What the task requires:
Transcribe the passage of the text on specialized foundation models that begins at the words "Beyond Language Models: Specialized" and stops after "with a friend.".

Beyond Language Models: Specialized Foundation Models and National Security
Robotics foundation models, manufacturing foundation models, large circuit models, large physics models, geospatial foundation models, and more!
At this point, most of us are familiar with large language models (LLMs) like GPT-4, the generative AI model that powers ChatGPT. We are comfortable interacting with an LLM via natural language text, “chatting” with the model the same way we might text with a friend.
Over the past year, researchers and startups alike have advanced generative AI technology beyond general text-based LLMs and begun to develop specialized foundation models, foundation models (FMs) custom trained on specific domain data and data types. As I’ve highlighted in past posts, general text based LLMs like GPT-4 are already having an effect on national security. However, specialized foundation models will be crucial to fully unlock generative AI’s potential to impact national security. Specialized foundation models are changing the way we approach robotics, geospatial intelligence analytics, manufacturing, engineering, material science, physics, math, biology, autonomous vehicles, and more.
First off, what exactly does the term “foundation model” mean? And what does it mean for a foundation model to be specialized? Broadly speaking, FMs are transformer based deep learning models that have been trained on large quantities of data and have large parameter sizes (100 million or more parameters). FMs are differentiated from other kinds of machine and deep learning models by their large size which allows them to generalize, conduct multiple kinds of tasks, and perform well in novel scenarios, even if those scenarios were not included in their training data, with zero-shot or few-shot learning. In contrast, traditional deep learning models like convolutional neural networks (CNNs) tend to be good at handling very specific tasks they learn from their training data, but are not good at generalizing beyond their training data or conducting multiple tasks (ex: a CNN used for computer vision might be good at identifying a specific kind of Navy ship like a frigate from satellite imagery, but breaks down when trying to identify a different kind of ship like a destroyer).
A general purpose text-based FM like GPT-4 is good at generating basic text and bantering back and forth with a human about basic topics. However, GPT-4 is not good at handling multimodal data beyond text and cannot handle expert topics or expert tasks. General purpose FMs are trained on broad swaths of text and image data from the Internet and generate basic text and image data whereas a specialized FM is a model trained on a specific kind of data relevant to specific tasks and can generate responses that require specialized expertise. FMs work to predict the next token of data in a sequence – in the case of LLMs, those tokens represent text data, however, tokens can represent any kind of data, be it image, audio, LiDAR point clouds, robotics control policies, or otherwise.
One of the most active areas of research (and startup funding!) is in robotics foundation models.1 Startups like Cobot2, Covariant, and Skild have all raised massive fundraising rounds to build robots and robotics foundation models that promise to finally unlock general purpose robotics. Today, most robots are not highly generalizable. Most work only in specific environments carrying out specific tasks (ex: a robot arm may be programmed to pick and place a specific kind of object in a specific assembly line). A robotics FM could enable a robot to carry out any arbitrary task in any arbitrary setting, even if that task was not present in its training data.
Most work on robotics foundation models focuses on “Vision Language Action” (VLA) models applied to robotics use cases (ex: see OpenVLA, Octo, RT-X, and LLARVA). VLA models take in vision and language data as an input and can generate robotics control policies that task a robot with a particular action. Researchers train robotics foundation model on large multimodal datasets that include natural language text descriptions of a task combined with a series of image frames (normally RGB but sometimes with depth or LiDAR) of a robot carrying out that task combined with the current state of the robotic joints and sensor readings.

Data section:
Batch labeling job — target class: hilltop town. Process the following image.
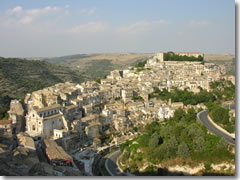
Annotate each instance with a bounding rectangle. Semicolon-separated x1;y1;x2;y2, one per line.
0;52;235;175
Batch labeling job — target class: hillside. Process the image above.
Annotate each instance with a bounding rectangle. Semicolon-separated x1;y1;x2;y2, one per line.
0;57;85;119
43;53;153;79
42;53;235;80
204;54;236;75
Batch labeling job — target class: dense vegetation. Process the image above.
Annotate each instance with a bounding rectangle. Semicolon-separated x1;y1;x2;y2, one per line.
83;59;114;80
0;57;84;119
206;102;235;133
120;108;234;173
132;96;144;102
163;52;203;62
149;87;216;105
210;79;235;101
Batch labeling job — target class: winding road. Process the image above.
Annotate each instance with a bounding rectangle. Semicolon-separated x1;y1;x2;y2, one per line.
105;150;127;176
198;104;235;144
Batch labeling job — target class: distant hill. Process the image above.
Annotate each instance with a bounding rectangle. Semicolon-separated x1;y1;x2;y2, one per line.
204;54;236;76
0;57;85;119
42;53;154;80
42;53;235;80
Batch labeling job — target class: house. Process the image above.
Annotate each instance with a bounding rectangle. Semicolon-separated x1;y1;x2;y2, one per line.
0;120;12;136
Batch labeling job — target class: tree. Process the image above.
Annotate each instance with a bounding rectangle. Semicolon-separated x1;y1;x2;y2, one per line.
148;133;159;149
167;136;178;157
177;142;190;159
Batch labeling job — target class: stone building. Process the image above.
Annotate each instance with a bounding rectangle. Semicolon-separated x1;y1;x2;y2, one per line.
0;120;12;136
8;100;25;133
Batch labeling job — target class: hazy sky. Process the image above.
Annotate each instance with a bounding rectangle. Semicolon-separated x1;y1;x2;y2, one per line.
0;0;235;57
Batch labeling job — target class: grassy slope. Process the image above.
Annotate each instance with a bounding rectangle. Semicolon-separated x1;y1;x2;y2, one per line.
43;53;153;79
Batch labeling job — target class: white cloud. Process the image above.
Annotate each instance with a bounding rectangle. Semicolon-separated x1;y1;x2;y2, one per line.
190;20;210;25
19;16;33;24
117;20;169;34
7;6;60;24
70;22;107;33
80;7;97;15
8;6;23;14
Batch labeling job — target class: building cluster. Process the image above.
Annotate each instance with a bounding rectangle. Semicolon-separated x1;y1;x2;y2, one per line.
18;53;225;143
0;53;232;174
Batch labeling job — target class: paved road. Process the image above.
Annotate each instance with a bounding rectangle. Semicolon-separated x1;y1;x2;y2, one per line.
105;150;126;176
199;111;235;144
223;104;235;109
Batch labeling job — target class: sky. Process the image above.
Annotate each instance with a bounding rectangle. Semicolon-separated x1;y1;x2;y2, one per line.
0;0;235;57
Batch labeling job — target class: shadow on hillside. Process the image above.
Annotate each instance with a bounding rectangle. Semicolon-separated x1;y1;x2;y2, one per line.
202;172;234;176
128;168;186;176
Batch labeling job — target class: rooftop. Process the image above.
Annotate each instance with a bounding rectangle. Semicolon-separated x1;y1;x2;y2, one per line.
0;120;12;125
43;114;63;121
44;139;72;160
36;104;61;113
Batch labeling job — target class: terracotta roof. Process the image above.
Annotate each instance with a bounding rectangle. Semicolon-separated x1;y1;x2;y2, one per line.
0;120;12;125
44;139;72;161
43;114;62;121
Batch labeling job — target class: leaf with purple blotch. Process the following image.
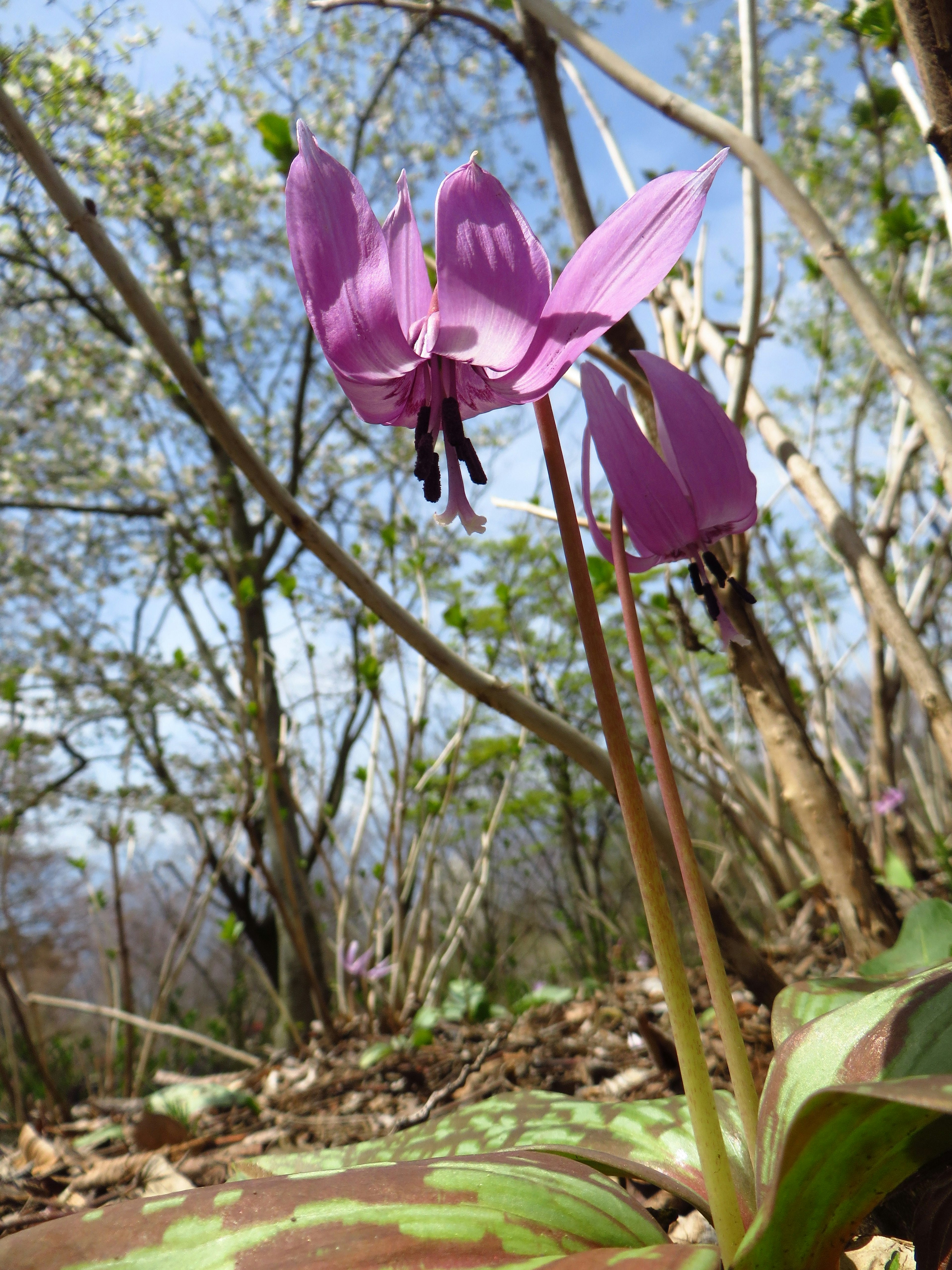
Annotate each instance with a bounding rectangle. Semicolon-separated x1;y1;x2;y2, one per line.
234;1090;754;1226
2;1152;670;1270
...
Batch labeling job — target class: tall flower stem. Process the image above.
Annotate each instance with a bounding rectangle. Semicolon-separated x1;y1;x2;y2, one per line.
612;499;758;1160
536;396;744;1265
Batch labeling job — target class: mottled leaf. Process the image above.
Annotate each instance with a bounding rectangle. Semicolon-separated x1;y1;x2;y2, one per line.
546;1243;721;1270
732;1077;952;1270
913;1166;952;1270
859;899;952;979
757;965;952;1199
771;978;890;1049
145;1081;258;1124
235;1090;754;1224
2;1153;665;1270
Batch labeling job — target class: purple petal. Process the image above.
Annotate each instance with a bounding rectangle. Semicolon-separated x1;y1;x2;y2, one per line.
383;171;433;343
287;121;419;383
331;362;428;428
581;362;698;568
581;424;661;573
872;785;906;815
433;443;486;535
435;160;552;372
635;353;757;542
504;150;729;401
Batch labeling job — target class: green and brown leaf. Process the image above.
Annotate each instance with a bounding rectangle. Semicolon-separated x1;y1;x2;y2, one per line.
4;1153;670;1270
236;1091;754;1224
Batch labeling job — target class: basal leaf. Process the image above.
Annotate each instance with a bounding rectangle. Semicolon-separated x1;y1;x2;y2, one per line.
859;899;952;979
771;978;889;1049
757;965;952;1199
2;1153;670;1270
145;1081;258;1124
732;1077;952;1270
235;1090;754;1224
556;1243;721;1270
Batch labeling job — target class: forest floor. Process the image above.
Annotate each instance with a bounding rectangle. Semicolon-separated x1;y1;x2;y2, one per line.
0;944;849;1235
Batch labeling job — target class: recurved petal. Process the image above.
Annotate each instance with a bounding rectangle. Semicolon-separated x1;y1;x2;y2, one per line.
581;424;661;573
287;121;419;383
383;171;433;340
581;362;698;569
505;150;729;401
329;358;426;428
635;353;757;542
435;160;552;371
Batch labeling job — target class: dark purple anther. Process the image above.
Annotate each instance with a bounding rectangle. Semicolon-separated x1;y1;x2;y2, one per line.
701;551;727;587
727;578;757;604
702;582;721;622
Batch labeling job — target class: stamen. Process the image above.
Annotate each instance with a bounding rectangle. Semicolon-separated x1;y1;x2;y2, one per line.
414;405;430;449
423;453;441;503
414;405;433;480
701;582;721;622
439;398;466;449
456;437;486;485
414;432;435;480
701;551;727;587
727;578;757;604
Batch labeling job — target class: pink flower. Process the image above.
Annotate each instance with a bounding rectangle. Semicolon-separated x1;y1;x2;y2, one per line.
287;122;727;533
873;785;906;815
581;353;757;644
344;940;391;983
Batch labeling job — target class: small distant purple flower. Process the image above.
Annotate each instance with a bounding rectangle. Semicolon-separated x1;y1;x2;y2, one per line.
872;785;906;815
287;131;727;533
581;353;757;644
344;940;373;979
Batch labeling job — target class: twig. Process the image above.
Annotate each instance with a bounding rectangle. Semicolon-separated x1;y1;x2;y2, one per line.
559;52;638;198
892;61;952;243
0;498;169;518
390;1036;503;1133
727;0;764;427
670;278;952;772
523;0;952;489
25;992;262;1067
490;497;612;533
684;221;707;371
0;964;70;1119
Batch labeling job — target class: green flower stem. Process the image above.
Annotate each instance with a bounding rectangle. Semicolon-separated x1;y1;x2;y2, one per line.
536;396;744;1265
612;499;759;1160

Response to the exercise:
Beyond Language Models: Specialized Foundation Models and National Security
Robotics foundation models, manufacturing foundation models, large circuit models, large physics models, geospatial foundation models, and more!
At this point, most of us are familiar with large language models (LLMs) like GPT-4, the generative AI model that powers ChatGPT. We are comfortable interacting with an LLM via natural language text, “chatting” with the model the same way we might text with a friend.